### [Set of tasks]
#1 According to the passage on S. 115JA, which decision did the Ahmedabad Special Bench hold was not rendered in the context of S. 115JA of the Act?
#2 Copy the passage on S. 115JA word for word, from "It may be appropriate" to "in Kwality Biscuits Ltd.".

══ Provided text

It may be appropriate to mention that the Mumbai Tribunal in Deepak Fertilizer and Petrochemicals Corporation [304 ITR (AT) 167], the Cochin Tribunal in Escapade Resorts P. Ltd. (13 SOT 300) and the Bangalore Tribunal in IBM India Ltd. [290 ITR (AT) 183] have in the context of S. 115JA taken a view in favour of the assessee following the principle laid down by the Supreme Court in Kwality Biscuits Ltd.

Ahmedabad Special Bench in Ashima  Syntex Ltd. :

However, attention is invited to the Ahmedabad Special Bench decision in the case of Ashima Syntex Ltd. 310 ITR (AT) 1. The Special Bench has held that the aforesaid decision in the case of Kwality Biscuits Ltd. was not rendered in the context of the provisions of S. 115JA of the Act. The Special Bench has analysed various decisions in detail. It has stated that for the purpose of payment of advance tax, all the assesses including companies, are required to make an estimate of their current income. Even before the introduction of the provisions of S. 115J of the Act, companies had been estimating their total income after providing deductions admissible under the Act. In fact, all the assesses who maintain books of account have to undertake this exercise for the purpose of payment of advance tax. If a profit and loss account can be drawn up on estimate basis for the purpose of the Income-tax Act, it is not understood as to why a similar profit and loss account on estimate basis under the Companies Act cannot be drawn up. If the explanation of the companies that the profits u/s.115JA of the Act can only be determined after the close of the year were to be accepted, then no assessee who maintains regular books of account would be liable to pay advance tax as in those cases also, income can only be determined after the close of the books of account at the end of the year. The provisions of S. 207 to S. 209 of the Act do not exclude the income determined u/s.115JA of the Act from the purview of current income on which advance tax is payable. Similarly, there is no scope for considering the hardship of the assessee as the levy is automatic and does not require any opportunity to be given to the assessee. S. 4 of the Act envisages charge to tax the income at any rate or rates which may be prescribed by the Finance Act every year and S. 207 deals with liability for payment of advance tax and S. 209 deals with its computation based on the rates in force for the financial year, as are contained in the relevant Finance Act.

════
══ Information provided

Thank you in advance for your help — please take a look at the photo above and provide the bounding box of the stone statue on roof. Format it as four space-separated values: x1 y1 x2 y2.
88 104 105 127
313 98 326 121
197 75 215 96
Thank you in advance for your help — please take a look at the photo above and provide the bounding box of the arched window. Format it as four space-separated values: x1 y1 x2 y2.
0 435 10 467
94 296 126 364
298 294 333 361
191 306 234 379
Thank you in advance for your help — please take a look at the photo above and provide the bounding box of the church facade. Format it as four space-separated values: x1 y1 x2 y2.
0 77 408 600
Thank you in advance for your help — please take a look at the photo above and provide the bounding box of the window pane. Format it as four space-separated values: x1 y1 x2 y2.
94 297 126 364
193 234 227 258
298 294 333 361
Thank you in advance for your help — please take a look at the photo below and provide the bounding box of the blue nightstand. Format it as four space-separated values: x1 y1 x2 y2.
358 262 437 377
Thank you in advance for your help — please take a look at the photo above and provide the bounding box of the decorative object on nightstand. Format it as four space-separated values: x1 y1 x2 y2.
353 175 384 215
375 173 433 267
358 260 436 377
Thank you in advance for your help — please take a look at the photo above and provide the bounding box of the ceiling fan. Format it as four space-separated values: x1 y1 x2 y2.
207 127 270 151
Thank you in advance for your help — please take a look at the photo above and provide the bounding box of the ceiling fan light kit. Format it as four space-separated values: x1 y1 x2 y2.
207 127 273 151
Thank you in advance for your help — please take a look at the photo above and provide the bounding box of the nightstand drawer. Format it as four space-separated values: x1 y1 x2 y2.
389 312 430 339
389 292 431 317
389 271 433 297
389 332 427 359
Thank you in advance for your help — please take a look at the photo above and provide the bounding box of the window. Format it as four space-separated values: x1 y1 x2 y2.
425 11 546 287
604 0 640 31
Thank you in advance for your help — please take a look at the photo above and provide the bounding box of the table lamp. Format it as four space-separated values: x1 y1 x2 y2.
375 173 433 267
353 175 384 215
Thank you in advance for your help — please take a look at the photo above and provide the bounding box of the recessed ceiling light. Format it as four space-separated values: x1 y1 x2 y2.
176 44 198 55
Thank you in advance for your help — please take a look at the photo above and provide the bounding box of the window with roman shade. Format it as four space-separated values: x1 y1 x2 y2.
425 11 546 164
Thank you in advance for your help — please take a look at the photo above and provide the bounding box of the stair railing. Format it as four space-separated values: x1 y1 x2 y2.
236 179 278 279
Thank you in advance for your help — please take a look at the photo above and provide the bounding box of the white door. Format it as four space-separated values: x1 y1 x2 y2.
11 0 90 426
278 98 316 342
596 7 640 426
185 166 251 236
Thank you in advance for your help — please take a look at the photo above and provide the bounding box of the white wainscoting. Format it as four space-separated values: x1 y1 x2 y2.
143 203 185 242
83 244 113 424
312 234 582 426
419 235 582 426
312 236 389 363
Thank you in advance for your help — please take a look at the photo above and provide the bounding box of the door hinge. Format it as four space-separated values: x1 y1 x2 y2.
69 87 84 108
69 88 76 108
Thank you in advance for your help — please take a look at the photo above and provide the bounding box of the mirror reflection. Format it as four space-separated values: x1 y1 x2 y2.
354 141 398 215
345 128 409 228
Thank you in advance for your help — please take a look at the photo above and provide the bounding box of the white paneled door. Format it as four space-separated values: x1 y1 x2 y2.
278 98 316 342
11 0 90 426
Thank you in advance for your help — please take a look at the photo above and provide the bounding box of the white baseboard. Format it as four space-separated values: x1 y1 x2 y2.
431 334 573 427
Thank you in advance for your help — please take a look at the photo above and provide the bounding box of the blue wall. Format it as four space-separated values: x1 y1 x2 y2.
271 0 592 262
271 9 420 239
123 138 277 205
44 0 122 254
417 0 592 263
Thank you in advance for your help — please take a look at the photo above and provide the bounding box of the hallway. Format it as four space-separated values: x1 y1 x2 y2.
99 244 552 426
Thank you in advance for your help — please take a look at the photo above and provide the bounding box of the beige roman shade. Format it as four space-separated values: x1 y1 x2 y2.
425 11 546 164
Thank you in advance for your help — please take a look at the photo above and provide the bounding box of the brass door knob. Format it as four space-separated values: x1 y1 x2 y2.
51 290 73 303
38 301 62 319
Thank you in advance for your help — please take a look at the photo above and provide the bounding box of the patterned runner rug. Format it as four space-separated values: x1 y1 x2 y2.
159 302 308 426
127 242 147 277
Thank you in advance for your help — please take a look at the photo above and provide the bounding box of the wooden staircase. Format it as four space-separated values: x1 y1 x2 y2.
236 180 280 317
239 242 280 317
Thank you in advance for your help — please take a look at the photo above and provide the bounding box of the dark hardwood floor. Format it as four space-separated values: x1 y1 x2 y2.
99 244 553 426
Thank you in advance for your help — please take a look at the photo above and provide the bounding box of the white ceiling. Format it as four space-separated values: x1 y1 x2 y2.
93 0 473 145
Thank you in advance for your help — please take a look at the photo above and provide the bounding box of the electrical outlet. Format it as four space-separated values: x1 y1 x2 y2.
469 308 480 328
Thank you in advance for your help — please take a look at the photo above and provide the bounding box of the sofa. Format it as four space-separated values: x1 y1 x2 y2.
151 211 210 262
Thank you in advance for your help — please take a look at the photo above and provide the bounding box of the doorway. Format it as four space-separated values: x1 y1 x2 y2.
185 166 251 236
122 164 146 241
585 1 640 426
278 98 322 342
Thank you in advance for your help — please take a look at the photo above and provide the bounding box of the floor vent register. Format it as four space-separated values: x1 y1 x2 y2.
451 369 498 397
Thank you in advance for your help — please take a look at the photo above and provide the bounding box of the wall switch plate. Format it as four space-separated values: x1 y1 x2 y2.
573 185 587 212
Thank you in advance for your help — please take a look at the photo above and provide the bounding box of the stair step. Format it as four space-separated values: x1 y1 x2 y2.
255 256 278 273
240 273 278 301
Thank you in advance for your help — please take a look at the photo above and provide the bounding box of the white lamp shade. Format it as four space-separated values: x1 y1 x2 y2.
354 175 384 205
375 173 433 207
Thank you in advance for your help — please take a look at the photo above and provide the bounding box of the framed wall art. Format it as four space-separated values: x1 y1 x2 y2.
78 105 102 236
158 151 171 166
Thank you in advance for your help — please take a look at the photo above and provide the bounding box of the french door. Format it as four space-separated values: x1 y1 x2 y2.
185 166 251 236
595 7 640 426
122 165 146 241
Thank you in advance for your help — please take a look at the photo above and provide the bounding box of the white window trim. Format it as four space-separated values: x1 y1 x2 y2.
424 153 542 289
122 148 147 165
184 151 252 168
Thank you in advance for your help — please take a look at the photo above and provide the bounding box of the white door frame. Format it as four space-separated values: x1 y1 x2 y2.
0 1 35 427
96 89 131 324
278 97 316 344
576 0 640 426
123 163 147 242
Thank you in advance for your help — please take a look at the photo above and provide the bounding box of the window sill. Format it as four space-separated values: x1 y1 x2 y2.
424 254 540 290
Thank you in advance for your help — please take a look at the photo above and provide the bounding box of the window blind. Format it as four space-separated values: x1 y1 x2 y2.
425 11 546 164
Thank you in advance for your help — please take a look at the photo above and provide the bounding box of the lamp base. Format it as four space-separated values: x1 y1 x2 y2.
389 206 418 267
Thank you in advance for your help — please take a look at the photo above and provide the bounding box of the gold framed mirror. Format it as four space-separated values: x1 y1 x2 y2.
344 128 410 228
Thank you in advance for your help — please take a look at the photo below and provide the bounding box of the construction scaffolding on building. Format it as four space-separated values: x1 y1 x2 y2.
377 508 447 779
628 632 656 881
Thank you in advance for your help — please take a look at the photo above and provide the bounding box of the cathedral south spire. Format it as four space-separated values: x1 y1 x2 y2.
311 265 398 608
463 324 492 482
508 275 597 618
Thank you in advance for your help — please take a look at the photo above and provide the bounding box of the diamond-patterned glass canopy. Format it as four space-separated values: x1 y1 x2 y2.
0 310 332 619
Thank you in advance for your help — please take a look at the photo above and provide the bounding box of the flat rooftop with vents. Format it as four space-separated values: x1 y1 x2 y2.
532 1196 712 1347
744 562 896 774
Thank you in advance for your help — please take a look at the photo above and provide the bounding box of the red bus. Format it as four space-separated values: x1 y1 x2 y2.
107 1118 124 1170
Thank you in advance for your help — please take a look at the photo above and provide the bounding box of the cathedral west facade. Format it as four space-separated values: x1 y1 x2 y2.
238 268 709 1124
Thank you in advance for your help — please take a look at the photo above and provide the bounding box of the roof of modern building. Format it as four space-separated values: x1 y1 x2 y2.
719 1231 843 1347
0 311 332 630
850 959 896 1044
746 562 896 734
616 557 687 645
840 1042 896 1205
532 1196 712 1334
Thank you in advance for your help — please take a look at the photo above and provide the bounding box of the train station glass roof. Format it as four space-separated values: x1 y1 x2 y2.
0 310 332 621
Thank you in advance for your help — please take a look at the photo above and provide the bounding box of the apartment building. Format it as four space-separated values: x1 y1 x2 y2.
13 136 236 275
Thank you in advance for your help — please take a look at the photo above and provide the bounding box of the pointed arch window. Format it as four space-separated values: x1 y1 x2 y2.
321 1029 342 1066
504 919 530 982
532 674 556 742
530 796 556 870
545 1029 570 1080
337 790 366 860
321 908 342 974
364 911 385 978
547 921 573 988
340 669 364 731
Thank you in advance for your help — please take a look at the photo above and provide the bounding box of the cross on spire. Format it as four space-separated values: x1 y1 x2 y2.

════

### [Complete answers]
#1 The decision in Kwality Biscuits Ltd.

#2
It may be appropriate to mention that the Mumbai Tribunal in Deepak Fertilizer and Petrochemicals Corporation [304 ITR (AT) 167], the Cochin Tribunal in Escapade Resorts P. Ltd. (13 SOT 300) and the Bangalore Tribunal in IBM India Ltd. [290 ITR (AT) 183] have in the context of S. 115JA taken a view in favour of the assessee following the principle laid down by the Supreme Court in Kwality Biscuits Ltd.